Entries from a dataset →
◆ ◆ ◆ ◆

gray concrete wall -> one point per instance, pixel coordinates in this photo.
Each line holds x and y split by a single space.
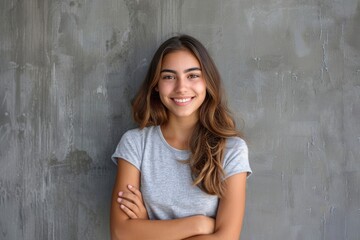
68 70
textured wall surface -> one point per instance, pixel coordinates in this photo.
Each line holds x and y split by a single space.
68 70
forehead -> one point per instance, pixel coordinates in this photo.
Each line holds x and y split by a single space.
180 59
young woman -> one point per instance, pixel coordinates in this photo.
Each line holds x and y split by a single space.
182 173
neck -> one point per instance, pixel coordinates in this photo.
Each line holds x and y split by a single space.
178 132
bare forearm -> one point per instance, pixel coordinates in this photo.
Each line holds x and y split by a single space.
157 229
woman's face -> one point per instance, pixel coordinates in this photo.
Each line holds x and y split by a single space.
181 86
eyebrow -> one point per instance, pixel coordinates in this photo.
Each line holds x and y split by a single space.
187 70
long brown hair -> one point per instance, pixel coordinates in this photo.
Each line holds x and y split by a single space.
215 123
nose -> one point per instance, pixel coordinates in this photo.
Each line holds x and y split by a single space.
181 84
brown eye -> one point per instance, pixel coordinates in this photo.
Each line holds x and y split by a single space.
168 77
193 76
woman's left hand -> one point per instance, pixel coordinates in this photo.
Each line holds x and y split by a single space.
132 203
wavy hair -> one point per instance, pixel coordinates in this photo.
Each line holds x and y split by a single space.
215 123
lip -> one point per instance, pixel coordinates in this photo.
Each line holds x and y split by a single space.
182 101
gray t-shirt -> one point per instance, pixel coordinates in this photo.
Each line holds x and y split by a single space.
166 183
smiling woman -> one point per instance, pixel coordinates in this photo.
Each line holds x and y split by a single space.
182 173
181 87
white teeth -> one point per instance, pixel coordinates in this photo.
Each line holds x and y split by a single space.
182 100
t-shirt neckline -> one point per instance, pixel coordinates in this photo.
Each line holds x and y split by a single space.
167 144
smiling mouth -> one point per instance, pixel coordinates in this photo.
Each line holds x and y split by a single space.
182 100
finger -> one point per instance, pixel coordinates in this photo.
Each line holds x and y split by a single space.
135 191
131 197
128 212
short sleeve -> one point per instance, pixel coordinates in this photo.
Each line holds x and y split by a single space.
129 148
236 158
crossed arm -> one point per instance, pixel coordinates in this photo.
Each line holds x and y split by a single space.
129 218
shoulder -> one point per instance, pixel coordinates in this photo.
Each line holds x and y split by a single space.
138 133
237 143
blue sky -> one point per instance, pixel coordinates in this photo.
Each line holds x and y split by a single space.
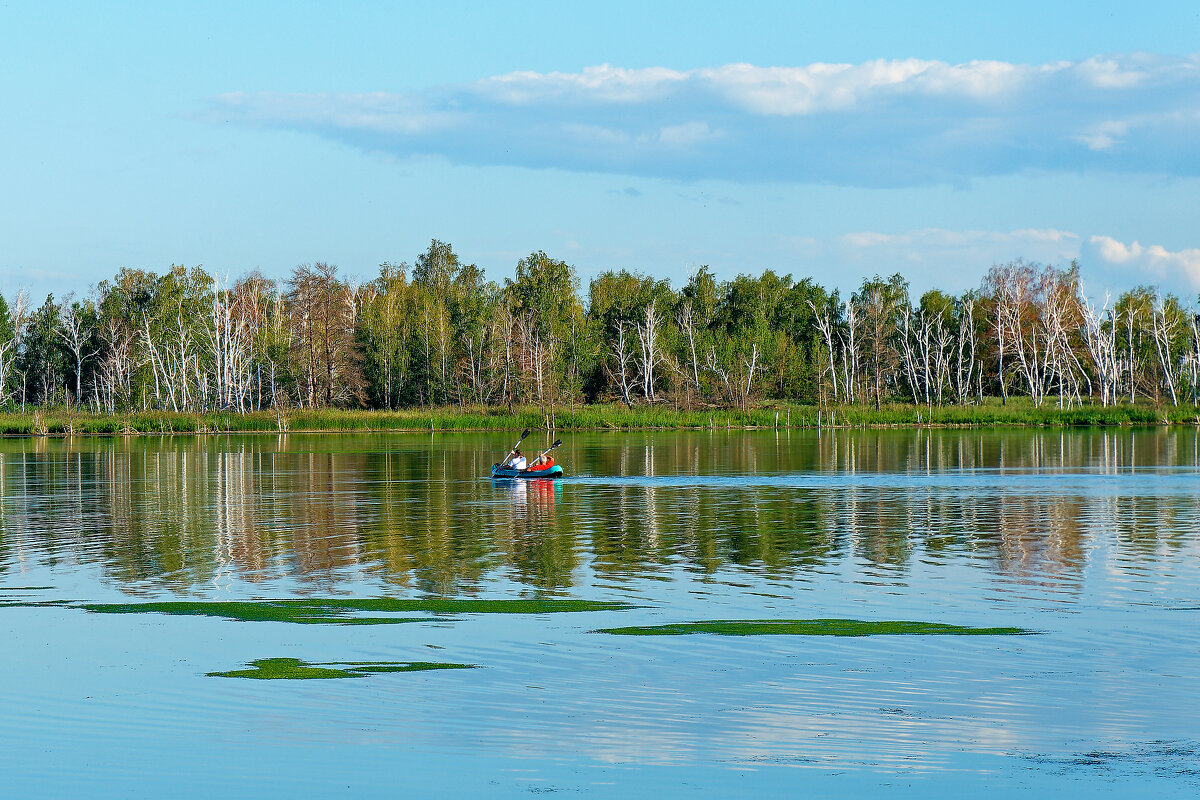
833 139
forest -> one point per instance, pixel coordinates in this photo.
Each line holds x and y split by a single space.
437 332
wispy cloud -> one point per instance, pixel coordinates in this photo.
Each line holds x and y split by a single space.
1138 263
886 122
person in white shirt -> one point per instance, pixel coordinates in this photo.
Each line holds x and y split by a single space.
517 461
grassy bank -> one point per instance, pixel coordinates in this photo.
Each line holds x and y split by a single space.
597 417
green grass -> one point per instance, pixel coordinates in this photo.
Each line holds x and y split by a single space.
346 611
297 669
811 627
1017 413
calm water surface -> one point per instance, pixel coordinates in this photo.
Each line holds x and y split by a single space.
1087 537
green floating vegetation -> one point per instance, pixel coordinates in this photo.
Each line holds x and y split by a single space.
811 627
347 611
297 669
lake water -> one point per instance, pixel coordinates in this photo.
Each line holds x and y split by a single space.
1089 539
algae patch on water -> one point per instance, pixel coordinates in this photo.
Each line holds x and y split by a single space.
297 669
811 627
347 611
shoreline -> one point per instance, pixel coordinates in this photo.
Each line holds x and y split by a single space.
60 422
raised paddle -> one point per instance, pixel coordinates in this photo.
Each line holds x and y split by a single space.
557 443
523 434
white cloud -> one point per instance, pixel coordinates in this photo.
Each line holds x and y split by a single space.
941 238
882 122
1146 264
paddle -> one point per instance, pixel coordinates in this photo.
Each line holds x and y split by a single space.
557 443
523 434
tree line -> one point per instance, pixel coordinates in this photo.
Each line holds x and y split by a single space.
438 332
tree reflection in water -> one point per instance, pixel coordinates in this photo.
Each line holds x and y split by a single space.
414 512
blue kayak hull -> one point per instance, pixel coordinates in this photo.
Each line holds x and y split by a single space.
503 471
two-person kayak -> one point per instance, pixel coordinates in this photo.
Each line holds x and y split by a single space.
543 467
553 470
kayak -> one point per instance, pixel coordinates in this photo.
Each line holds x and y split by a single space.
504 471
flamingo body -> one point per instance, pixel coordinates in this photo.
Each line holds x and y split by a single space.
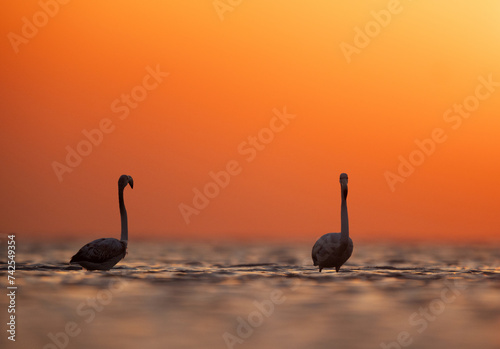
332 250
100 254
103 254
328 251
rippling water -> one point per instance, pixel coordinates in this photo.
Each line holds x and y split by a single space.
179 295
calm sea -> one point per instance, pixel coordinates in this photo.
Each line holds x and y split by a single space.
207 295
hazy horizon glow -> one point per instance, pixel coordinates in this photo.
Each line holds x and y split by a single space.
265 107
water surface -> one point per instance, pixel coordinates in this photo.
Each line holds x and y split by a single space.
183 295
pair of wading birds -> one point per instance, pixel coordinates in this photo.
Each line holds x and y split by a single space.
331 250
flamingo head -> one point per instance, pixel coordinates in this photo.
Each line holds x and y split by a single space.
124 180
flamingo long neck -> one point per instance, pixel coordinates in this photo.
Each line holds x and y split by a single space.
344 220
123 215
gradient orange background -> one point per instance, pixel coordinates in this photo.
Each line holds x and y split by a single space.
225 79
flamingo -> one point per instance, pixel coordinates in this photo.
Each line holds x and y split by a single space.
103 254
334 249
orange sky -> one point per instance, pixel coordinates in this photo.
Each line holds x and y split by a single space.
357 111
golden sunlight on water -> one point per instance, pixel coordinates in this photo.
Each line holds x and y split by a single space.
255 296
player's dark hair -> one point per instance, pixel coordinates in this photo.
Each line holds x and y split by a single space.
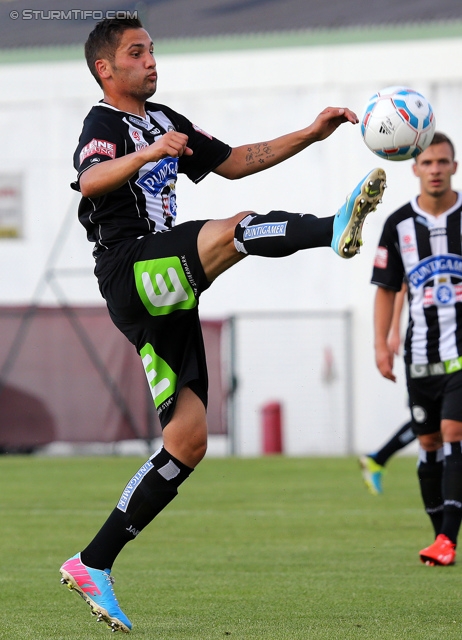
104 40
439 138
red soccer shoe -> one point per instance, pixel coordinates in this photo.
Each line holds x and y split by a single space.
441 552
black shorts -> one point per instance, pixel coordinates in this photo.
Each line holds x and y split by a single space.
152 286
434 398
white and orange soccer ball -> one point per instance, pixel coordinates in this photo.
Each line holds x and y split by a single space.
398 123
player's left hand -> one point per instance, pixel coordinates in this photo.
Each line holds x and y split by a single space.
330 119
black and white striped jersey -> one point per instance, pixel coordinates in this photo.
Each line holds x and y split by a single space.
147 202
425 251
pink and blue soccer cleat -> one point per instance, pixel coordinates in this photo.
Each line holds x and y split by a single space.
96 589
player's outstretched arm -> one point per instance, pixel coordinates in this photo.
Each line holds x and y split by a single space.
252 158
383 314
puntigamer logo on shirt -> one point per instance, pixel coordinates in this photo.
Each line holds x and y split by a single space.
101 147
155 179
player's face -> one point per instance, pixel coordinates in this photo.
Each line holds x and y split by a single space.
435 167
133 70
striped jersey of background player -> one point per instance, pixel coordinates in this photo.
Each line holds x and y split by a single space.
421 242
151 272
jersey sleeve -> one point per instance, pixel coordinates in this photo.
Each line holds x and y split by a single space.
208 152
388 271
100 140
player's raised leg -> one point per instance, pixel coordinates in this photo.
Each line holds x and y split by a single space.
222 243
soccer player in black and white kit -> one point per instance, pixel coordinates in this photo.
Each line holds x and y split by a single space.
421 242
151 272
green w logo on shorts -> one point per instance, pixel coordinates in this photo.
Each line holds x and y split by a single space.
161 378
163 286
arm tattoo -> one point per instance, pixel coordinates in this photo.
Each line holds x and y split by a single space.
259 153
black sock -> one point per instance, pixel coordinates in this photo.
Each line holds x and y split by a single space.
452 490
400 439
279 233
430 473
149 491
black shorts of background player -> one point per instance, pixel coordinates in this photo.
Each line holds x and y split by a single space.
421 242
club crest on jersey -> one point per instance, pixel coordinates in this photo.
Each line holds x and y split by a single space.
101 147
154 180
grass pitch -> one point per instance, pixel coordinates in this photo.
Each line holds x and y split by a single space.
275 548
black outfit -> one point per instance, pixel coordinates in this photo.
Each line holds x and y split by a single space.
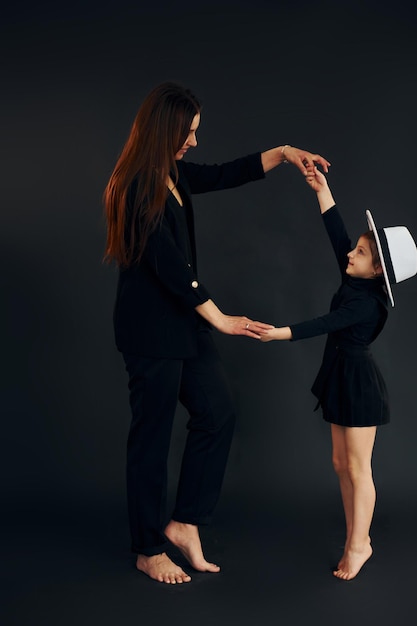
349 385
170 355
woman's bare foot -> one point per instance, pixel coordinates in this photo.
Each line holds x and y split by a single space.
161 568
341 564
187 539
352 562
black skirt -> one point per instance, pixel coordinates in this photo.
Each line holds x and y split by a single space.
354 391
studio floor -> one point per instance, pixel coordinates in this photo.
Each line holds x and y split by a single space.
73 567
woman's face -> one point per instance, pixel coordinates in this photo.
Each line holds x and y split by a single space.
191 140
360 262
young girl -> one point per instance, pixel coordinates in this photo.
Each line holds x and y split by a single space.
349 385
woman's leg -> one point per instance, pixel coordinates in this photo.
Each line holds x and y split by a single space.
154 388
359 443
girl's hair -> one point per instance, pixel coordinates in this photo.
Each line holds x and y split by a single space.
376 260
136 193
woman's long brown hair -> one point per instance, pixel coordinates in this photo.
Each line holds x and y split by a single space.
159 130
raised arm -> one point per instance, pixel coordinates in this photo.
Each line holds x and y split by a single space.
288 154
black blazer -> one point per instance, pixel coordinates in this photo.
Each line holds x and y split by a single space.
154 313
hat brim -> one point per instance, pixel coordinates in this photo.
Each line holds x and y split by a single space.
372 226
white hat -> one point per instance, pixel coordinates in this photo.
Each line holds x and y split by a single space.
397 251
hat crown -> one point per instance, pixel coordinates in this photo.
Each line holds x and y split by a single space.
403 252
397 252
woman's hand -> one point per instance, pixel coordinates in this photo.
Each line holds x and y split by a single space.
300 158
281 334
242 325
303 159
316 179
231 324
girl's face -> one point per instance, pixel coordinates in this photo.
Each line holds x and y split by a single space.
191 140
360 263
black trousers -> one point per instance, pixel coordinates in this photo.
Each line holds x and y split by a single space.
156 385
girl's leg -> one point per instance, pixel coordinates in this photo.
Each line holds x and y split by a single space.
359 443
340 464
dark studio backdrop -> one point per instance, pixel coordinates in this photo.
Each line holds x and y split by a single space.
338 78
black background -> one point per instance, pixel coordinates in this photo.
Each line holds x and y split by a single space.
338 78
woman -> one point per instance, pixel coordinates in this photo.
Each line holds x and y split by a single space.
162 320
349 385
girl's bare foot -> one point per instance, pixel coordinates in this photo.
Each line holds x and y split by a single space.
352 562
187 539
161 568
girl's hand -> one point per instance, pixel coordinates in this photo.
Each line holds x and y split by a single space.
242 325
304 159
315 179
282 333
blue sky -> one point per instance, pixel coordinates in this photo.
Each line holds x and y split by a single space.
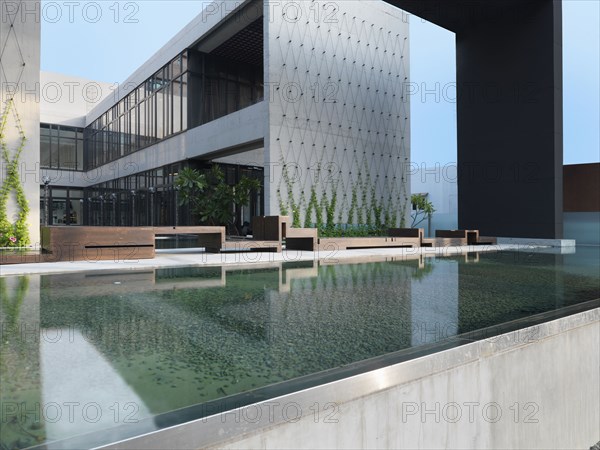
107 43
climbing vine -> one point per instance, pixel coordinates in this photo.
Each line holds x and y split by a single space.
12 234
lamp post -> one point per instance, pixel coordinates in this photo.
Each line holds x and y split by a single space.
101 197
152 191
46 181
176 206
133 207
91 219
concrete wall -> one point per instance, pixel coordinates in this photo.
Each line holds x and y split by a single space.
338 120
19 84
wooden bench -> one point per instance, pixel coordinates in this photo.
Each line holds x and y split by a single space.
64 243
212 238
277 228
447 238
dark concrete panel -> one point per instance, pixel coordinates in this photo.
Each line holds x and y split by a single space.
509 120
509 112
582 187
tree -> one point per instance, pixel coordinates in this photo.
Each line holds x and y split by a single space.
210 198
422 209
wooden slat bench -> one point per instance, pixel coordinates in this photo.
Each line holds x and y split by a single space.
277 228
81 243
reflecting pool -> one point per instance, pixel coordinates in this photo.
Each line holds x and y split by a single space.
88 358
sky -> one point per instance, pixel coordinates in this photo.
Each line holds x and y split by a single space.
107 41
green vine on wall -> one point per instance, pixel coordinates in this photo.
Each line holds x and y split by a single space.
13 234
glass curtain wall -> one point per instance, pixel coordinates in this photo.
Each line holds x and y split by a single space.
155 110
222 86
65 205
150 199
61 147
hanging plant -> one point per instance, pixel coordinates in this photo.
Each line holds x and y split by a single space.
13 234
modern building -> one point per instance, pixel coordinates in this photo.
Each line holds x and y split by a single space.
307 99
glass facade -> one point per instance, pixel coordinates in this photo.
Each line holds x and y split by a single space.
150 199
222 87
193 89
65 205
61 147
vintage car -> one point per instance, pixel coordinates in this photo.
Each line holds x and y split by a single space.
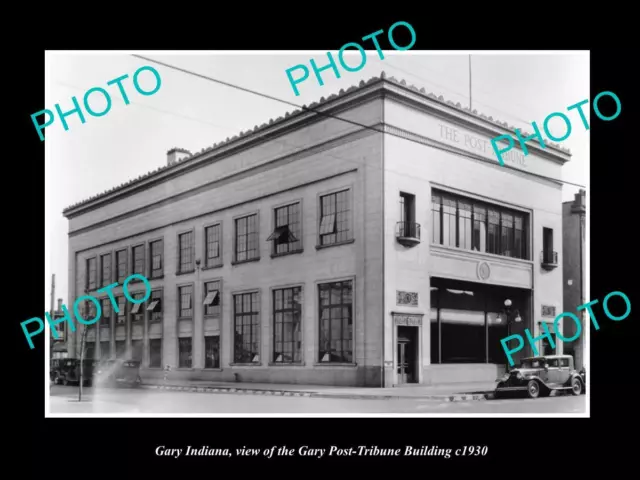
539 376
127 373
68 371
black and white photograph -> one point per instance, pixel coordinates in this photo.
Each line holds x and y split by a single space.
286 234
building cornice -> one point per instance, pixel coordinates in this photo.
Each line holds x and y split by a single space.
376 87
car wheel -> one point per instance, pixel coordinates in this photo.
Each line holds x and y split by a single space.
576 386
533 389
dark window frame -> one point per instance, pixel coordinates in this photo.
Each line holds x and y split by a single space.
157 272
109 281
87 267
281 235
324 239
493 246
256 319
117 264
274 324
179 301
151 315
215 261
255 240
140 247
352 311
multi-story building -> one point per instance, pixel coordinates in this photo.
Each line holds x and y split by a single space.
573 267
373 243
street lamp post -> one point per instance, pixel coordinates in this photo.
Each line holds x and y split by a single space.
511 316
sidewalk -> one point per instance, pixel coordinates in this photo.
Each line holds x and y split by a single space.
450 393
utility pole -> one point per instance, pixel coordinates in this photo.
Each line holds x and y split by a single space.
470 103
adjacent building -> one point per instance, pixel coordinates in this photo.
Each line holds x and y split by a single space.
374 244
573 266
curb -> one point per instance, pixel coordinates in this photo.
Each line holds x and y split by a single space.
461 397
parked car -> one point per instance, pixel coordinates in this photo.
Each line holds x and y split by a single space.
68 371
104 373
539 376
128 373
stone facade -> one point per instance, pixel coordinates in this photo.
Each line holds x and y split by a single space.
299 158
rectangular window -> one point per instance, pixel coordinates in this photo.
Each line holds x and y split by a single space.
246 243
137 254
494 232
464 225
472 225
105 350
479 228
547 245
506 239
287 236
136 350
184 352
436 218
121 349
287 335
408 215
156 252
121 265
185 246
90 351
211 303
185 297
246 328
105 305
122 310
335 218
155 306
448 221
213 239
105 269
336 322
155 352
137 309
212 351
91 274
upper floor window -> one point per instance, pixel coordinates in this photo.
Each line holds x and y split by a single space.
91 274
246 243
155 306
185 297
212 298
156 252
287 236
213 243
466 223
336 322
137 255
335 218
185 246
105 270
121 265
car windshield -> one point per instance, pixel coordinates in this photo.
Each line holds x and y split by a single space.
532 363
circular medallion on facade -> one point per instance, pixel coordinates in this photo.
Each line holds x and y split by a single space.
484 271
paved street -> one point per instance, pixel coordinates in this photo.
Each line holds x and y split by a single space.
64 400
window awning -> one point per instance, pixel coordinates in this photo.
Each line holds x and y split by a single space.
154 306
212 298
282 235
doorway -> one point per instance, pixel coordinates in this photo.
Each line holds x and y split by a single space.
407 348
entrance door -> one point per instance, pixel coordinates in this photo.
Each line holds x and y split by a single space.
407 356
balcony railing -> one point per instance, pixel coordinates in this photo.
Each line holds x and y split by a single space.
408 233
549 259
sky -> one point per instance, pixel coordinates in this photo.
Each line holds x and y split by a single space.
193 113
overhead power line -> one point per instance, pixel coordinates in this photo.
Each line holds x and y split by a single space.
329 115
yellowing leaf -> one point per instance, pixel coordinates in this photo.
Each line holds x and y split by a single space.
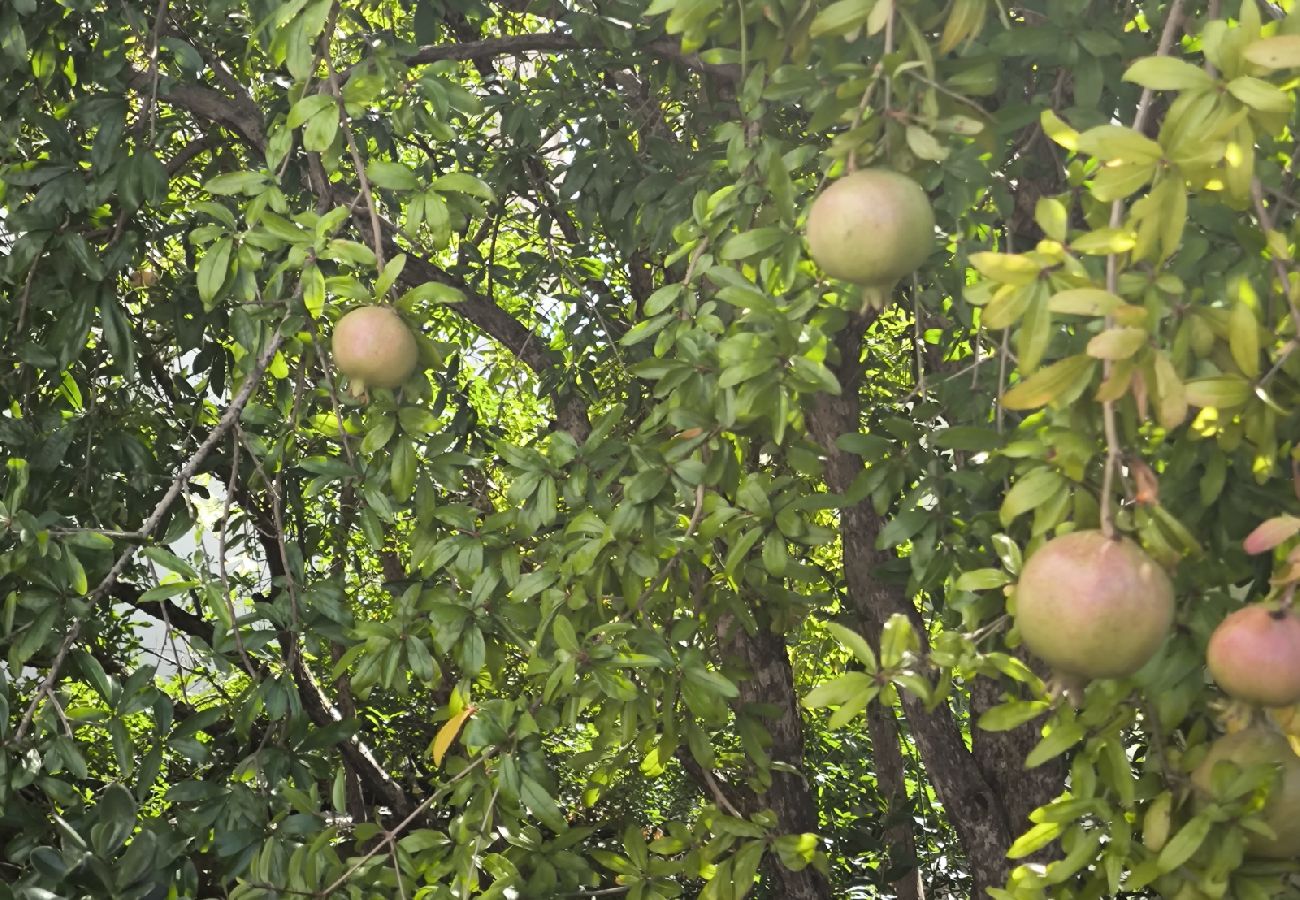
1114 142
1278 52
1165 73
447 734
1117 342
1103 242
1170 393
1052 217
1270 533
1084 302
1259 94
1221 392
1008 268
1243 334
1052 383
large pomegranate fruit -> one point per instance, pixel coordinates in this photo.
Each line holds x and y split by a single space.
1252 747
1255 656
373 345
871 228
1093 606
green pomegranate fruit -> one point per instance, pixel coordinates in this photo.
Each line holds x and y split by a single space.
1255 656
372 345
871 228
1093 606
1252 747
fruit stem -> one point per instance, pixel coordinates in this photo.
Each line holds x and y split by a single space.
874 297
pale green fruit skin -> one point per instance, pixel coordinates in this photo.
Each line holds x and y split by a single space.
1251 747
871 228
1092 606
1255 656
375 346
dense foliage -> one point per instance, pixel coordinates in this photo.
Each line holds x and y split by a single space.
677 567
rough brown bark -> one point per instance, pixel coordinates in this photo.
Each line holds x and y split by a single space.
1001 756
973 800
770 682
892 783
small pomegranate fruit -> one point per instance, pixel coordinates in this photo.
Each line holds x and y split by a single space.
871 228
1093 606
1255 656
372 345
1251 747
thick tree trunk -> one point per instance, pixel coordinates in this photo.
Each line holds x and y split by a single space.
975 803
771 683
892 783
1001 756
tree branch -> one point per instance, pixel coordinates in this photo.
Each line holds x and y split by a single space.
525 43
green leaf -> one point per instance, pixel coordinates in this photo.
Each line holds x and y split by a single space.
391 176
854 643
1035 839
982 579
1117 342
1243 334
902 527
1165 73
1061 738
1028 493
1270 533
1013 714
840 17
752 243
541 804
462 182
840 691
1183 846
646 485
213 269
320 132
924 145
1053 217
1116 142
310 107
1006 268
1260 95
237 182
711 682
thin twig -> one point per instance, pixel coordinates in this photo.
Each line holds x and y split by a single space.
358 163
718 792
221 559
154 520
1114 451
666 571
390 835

◆ ◆ ◆ ◆

Requirements → Output the line that contains "green leaf ->", followed by every later line in the listing, with no line omitted and none added.

Response to this task →
green leaf -> one point per instance, pixel coordinates in this photo.
Each line holds x and y split by a single space.
391 176
854 643
1035 839
982 579
1117 342
1243 334
902 527
1165 73
1061 738
1028 493
1270 533
1013 714
840 17
752 243
541 804
462 182
840 691
1183 846
646 485
213 269
320 132
924 145
1053 217
1116 142
310 107
1006 268
1260 95
237 182
711 682
thin twig -> one point per instance, pixel coordinates in this photo.
Each line holds x and y split by a single space.
358 163
718 792
221 559
154 520
1114 451
666 571
390 835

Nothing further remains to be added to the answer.